▸ WHAT IS NEEDED: Output the rows from the very beginning through the line containing "column 297, row 77", both included, as a Markdown table with two columns, Line No. and Content. Leave out any blank lines.

(Entries for pointing and labeling)
◇ ◇ ◇ ◇

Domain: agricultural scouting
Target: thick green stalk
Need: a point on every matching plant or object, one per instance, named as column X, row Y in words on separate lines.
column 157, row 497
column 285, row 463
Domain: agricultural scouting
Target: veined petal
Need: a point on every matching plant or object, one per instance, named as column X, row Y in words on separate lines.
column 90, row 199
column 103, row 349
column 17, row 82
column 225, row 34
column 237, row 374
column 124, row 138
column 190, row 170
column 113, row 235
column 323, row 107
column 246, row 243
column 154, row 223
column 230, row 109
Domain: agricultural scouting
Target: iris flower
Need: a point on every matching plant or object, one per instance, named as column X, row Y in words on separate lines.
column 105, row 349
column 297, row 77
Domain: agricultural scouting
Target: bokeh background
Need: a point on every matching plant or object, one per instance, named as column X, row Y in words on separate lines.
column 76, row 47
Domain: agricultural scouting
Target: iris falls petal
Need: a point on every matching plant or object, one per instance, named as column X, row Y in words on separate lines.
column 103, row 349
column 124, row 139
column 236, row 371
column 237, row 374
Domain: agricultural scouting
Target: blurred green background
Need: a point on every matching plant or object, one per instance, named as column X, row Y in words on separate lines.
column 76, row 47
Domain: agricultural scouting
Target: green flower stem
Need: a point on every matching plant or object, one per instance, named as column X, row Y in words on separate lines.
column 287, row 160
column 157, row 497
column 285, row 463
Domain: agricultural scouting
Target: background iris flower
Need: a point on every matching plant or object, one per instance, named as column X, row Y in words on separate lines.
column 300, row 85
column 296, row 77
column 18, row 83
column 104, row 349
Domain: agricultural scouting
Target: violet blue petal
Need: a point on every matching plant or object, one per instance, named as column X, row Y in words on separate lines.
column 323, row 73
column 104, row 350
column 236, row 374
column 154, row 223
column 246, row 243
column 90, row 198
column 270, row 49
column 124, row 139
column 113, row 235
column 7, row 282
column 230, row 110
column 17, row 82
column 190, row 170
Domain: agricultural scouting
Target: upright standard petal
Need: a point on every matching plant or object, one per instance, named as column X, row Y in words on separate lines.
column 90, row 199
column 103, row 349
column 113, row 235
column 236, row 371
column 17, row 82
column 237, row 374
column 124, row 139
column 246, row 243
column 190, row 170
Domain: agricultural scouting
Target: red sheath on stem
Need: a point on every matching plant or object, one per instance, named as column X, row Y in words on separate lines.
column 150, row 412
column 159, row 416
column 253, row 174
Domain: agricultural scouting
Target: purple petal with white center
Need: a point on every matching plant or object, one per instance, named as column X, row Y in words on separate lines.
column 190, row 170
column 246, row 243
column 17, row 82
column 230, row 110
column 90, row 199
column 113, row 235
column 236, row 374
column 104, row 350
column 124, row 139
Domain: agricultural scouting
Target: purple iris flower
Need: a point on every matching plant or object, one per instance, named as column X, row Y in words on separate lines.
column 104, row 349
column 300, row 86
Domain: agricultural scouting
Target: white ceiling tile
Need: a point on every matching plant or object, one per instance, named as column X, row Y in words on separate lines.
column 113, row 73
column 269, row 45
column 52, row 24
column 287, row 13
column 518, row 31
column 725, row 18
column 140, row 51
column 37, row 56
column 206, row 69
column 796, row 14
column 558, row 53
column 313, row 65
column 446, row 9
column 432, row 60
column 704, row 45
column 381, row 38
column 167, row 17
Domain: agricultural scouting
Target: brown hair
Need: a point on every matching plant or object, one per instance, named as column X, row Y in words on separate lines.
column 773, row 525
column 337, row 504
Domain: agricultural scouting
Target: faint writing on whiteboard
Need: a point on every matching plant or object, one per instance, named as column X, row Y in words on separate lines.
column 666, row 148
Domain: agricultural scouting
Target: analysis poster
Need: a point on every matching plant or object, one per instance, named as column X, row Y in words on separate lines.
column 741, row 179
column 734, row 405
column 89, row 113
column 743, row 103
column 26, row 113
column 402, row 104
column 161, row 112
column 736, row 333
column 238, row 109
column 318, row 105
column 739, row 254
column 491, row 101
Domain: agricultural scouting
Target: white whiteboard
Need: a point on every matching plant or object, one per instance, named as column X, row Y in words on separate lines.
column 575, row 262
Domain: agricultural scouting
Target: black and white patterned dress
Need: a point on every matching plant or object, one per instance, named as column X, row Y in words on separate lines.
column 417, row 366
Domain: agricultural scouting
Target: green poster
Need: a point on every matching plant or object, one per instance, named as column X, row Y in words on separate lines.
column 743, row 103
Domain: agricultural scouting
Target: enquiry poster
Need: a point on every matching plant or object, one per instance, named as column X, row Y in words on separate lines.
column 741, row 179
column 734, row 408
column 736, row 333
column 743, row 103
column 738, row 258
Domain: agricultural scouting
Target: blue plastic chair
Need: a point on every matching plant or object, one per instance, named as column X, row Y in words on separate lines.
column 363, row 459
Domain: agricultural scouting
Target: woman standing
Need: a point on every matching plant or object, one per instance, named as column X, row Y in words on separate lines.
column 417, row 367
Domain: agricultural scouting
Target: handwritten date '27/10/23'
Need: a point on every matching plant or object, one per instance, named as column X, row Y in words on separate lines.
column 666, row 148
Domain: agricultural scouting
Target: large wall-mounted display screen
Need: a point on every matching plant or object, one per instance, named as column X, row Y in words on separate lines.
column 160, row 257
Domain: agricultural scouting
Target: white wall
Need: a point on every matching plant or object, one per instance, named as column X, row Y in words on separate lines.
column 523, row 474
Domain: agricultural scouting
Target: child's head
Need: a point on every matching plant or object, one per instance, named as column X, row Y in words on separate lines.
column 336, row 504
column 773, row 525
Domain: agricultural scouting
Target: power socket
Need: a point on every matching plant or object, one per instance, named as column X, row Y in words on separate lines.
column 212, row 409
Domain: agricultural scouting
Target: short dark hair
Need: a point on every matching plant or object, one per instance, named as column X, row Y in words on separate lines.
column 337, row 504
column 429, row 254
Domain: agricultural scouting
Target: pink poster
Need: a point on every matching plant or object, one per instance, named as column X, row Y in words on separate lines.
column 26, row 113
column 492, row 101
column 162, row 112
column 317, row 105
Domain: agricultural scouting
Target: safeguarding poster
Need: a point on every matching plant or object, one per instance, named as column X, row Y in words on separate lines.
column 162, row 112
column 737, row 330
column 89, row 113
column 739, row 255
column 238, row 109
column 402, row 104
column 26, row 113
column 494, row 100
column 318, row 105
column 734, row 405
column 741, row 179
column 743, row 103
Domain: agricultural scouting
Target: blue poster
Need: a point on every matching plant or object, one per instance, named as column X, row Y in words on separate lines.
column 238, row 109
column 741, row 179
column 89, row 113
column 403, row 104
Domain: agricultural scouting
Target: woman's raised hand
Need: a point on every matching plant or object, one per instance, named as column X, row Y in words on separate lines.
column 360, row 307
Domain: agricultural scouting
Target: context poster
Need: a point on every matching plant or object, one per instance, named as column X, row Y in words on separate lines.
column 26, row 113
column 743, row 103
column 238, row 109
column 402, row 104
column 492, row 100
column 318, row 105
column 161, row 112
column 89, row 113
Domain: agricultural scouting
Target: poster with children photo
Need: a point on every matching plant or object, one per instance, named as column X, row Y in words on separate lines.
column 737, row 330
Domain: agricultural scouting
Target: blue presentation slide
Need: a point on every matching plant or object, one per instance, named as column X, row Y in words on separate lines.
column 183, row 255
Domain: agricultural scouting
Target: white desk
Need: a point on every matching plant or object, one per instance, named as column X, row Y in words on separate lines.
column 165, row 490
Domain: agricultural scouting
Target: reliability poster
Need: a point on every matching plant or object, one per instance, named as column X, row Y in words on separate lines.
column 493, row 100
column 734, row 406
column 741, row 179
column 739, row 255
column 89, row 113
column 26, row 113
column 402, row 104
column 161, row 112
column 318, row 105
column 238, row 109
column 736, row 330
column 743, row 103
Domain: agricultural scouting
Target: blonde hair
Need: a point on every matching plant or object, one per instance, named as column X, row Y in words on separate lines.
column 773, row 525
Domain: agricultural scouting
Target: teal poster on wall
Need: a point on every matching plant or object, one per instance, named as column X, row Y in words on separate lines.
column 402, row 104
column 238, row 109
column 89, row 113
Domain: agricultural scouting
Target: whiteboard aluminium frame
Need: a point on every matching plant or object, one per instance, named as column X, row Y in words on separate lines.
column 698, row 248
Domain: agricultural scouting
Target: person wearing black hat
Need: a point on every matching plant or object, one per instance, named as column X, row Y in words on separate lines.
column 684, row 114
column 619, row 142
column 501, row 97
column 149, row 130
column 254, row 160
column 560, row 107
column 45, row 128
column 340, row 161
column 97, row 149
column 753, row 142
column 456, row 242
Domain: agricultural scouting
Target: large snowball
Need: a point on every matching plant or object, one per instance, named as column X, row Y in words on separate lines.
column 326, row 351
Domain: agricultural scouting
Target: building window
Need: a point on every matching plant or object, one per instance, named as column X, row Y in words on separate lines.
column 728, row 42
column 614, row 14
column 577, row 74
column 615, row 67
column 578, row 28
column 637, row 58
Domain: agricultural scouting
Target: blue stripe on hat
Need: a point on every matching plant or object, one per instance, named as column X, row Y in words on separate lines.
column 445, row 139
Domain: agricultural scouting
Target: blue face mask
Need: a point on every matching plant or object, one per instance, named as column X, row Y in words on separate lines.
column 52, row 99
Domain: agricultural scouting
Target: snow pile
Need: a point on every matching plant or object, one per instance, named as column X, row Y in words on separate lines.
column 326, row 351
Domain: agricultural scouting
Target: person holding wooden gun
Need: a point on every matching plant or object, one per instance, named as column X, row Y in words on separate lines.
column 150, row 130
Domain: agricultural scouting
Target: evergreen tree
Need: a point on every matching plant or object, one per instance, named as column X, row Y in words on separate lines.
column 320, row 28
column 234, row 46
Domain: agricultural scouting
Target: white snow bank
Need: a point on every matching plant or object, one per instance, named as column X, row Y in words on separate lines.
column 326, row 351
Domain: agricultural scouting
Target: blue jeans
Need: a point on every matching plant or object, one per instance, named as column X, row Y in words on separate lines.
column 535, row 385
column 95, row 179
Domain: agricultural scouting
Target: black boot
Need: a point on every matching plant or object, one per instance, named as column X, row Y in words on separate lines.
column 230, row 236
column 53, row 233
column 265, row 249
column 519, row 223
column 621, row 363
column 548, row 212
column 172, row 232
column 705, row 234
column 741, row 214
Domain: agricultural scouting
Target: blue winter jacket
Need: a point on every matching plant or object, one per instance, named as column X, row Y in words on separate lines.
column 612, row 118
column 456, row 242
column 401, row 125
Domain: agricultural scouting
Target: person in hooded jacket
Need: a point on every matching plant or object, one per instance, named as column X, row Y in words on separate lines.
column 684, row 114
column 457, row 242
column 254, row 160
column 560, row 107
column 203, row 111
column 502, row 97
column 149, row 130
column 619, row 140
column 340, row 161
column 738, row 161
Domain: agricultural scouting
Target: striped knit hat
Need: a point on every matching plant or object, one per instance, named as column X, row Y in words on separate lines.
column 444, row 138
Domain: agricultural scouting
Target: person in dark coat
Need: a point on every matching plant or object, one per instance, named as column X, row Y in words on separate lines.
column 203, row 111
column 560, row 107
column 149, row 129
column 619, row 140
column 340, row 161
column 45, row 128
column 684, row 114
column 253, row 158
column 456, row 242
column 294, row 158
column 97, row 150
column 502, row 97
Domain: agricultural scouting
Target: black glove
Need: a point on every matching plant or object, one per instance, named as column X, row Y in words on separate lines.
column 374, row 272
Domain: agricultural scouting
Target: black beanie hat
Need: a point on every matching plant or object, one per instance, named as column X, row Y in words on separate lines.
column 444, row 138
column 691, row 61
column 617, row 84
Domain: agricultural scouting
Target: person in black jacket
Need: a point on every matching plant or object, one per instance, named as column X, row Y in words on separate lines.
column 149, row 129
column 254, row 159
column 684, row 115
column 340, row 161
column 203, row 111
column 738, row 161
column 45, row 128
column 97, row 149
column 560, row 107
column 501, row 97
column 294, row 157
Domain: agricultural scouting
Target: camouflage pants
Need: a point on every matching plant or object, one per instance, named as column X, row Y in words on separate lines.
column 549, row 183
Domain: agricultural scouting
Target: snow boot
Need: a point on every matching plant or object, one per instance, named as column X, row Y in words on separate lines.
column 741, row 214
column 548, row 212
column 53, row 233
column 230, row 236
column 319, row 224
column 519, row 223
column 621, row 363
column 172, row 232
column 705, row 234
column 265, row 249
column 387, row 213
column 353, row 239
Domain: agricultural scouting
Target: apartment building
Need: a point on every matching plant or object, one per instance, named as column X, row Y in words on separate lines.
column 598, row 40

◇ ◇ ◇ ◇

▸ ANSWER TO THE TASK:
| Line No. | Content |
|---|---|
| 1 | Domain: agricultural scouting |
| 2 | Target: thick green stalk |
| 3 | Need: a point on every matching plant or object, one per instance, named as column X, row Y in words on separate lines. |
| 4 | column 157, row 497 |
| 5 | column 285, row 463 |
| 6 | Domain: agricultural scouting |
| 7 | Target: veined petal |
| 8 | Need: a point on every matching plant or object, one per instance, named as column X, row Y in words on separate lines. |
| 9 | column 90, row 199 |
| 10 | column 103, row 349 |
| 11 | column 17, row 82 |
| 12 | column 225, row 34 |
| 13 | column 237, row 374 |
| 14 | column 124, row 138 |
| 15 | column 190, row 170 |
| 16 | column 113, row 235 |
| 17 | column 323, row 107 |
| 18 | column 246, row 243 |
| 19 | column 154, row 223 |
| 20 | column 230, row 109 |
| 21 | Domain: agricultural scouting |
| 22 | Target: iris flower |
| 23 | Need: a point on every matching plant or object, one per instance, named as column X, row Y in words on separate lines. |
| 24 | column 105, row 349 |
| 25 | column 297, row 77 |